=== Task directions ===
Your answer should hold every line of the records below that contains the string "pink".

(Data records)

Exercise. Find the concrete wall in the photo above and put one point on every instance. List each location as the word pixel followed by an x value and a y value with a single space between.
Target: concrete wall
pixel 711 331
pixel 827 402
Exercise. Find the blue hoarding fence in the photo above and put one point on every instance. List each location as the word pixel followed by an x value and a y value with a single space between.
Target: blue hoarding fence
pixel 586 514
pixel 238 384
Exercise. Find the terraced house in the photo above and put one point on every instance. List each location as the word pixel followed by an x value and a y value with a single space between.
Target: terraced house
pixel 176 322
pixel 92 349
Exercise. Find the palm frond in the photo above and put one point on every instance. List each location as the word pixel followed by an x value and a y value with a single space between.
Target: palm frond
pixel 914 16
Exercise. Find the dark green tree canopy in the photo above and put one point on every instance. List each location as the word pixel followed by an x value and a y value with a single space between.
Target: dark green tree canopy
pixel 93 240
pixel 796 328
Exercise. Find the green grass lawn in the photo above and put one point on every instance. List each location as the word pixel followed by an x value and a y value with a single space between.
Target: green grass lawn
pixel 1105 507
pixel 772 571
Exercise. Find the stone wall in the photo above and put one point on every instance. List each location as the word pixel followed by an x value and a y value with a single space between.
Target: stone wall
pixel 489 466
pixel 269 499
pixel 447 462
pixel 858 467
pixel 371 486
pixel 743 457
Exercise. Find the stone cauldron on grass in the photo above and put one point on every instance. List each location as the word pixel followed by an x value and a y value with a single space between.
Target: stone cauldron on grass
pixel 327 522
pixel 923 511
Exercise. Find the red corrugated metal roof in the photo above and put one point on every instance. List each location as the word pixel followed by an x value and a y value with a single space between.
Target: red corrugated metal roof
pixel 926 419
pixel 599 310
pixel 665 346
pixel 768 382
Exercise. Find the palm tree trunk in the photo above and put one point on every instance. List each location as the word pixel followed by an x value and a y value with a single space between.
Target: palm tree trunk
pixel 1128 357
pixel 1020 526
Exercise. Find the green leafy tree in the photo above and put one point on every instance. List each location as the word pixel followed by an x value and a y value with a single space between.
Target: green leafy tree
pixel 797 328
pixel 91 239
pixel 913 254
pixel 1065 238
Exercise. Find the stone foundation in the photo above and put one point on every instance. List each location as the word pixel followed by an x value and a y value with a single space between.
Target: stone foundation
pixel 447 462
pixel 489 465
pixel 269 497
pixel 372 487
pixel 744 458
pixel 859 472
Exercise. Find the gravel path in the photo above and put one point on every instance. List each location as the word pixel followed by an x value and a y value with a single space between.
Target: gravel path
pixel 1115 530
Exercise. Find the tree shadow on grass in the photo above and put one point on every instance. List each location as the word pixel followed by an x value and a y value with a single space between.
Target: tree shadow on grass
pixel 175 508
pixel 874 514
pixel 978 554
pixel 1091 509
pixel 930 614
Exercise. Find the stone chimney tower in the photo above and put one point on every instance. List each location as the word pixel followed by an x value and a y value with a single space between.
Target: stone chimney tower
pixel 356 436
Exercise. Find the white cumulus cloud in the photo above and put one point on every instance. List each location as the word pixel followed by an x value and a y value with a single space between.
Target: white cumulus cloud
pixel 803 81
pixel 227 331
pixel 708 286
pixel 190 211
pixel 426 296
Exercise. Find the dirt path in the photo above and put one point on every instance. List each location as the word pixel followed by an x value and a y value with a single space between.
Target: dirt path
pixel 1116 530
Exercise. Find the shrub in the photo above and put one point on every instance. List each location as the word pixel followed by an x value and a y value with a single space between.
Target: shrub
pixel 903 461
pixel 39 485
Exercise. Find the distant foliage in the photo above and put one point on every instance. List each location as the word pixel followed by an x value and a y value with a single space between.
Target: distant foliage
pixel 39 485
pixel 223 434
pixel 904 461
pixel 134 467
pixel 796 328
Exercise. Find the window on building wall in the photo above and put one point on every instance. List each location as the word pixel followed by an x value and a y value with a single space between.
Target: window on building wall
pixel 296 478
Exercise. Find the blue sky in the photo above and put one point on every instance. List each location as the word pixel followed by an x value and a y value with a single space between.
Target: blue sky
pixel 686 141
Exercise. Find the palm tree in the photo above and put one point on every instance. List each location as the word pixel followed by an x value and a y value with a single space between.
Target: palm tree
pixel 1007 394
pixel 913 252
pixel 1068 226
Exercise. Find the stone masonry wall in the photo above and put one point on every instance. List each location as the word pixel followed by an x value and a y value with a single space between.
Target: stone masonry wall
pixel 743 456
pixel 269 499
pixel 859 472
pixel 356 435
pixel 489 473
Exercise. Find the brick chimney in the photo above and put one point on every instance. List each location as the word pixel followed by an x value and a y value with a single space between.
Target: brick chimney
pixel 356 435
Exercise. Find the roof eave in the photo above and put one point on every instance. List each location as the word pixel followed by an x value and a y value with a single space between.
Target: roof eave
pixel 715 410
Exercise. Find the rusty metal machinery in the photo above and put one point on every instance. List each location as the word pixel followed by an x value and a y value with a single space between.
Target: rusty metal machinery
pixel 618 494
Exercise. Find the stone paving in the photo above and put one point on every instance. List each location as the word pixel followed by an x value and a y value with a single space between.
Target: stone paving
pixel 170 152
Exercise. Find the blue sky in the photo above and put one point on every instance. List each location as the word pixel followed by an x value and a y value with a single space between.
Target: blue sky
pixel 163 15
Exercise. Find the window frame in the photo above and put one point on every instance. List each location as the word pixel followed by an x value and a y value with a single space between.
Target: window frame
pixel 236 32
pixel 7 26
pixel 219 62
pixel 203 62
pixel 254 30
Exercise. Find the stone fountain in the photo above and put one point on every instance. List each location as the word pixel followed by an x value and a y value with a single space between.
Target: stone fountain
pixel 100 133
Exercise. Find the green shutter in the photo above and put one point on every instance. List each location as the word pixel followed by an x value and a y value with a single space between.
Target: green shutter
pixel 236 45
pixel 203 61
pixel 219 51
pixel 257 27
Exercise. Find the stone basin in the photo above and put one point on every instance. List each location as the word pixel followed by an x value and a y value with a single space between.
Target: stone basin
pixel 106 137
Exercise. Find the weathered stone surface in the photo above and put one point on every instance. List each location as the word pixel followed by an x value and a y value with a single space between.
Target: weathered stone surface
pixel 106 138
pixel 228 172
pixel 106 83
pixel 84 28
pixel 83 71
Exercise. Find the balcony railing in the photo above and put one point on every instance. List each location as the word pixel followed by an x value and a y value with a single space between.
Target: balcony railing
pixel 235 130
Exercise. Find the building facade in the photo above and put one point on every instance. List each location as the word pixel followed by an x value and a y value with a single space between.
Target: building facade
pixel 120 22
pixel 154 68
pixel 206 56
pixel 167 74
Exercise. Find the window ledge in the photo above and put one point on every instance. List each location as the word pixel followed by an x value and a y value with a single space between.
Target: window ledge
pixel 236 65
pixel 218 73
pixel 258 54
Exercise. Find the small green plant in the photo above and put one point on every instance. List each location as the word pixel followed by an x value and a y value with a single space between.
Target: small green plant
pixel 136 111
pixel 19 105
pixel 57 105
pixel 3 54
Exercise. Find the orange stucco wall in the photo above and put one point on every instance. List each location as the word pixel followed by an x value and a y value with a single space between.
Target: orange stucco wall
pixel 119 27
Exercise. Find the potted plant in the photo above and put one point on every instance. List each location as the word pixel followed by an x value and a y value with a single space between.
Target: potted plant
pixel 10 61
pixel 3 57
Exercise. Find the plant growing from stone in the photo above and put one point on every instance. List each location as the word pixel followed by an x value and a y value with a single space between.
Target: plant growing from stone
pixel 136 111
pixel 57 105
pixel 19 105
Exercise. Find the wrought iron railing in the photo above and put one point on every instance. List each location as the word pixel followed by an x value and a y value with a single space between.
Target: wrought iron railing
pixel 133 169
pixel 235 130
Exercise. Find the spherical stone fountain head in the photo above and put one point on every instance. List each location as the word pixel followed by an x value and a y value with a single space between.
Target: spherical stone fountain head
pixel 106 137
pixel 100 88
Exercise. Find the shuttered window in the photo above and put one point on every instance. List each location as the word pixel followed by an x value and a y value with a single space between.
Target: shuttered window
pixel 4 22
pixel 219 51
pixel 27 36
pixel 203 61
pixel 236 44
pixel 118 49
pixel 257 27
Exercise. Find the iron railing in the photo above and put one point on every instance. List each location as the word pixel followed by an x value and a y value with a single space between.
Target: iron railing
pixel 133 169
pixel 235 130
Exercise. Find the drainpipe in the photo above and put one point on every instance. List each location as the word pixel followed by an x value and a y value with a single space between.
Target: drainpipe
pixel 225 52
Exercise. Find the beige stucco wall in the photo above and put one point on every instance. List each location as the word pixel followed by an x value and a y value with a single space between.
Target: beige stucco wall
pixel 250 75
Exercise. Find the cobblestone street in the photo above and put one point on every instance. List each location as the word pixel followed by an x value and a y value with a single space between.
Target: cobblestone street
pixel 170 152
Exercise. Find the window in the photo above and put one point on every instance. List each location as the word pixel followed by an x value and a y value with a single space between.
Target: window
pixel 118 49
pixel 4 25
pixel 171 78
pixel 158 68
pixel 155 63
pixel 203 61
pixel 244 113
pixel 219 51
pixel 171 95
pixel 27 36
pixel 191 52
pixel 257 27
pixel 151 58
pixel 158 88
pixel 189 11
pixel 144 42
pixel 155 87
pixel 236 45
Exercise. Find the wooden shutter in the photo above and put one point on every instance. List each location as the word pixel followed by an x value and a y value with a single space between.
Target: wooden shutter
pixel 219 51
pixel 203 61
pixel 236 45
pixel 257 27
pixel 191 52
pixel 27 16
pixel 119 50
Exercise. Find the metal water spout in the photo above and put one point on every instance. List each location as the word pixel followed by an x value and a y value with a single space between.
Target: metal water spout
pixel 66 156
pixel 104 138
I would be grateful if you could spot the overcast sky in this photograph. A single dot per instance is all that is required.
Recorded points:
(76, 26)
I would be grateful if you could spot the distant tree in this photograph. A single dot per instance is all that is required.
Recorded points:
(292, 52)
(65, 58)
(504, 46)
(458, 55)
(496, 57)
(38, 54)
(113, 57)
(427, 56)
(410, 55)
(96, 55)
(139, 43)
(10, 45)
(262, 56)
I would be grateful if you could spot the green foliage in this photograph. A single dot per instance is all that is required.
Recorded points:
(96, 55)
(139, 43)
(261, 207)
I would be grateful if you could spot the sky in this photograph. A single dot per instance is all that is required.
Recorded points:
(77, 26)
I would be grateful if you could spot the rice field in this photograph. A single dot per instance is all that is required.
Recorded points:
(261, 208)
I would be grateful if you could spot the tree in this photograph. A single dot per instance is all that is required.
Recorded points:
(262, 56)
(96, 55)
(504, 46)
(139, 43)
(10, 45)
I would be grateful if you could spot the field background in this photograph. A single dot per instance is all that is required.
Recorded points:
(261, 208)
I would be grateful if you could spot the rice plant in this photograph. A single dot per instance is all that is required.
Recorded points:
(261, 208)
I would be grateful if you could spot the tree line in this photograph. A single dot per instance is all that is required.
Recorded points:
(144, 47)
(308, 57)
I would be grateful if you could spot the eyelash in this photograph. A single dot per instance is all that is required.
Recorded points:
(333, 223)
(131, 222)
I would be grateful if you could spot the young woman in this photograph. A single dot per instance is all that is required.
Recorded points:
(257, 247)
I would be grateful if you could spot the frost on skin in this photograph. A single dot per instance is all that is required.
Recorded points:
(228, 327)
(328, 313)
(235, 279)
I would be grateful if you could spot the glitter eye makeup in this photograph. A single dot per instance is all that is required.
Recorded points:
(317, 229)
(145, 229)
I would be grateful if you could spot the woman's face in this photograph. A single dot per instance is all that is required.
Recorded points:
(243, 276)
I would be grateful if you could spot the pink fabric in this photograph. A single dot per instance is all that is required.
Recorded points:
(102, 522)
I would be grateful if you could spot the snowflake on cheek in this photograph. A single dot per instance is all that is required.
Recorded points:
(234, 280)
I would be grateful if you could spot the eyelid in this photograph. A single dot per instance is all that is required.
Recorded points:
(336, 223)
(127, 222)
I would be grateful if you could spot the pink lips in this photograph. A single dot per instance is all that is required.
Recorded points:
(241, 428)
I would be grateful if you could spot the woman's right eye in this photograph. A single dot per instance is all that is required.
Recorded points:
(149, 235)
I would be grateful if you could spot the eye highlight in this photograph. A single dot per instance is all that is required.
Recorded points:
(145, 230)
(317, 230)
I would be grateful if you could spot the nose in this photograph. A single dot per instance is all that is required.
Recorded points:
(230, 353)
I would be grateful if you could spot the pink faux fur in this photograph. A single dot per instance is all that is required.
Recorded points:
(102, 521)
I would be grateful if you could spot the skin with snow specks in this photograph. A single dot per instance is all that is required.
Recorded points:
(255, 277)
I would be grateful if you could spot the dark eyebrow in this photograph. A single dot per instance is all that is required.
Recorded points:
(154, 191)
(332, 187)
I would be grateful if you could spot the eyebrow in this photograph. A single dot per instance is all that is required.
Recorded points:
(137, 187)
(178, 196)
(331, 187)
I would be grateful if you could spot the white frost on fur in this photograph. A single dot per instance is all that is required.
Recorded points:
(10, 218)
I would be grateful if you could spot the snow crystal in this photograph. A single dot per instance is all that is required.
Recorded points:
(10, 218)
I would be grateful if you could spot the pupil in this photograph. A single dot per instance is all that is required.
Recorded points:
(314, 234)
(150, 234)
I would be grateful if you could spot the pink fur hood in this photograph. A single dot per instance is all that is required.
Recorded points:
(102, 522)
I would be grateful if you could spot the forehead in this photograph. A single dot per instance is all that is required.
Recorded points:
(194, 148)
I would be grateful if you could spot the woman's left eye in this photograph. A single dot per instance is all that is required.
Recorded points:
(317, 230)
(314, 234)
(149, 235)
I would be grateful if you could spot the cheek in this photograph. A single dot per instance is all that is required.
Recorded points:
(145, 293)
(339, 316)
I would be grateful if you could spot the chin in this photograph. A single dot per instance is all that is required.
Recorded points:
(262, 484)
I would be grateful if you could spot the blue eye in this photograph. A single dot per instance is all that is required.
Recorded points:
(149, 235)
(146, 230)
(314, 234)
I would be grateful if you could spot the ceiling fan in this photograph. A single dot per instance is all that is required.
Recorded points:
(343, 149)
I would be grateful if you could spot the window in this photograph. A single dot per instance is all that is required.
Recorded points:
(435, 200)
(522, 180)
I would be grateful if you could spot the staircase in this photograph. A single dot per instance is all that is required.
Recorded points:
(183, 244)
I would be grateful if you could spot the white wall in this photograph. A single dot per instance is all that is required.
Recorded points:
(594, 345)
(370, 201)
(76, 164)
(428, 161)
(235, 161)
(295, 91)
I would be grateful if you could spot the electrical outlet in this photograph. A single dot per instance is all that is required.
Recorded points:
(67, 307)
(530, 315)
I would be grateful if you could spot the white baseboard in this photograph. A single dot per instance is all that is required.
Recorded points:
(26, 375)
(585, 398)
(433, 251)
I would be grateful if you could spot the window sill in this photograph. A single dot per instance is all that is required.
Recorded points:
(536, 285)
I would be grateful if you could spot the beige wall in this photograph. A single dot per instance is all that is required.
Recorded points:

=== Response below ===
I would be grateful if you could spot the pink fabric in this photograph. A single dot per instance is all that is required.
I would be grateful if you could spot the pink lips in this photograph. A single dot per instance is all that is required.
I would be grateful if you could spot the pink faux fur in this photograph. A single dot per instance is all that is required.
I would be grateful if you could spot the pink fur hood in this photograph. A single dot per instance is all that is required.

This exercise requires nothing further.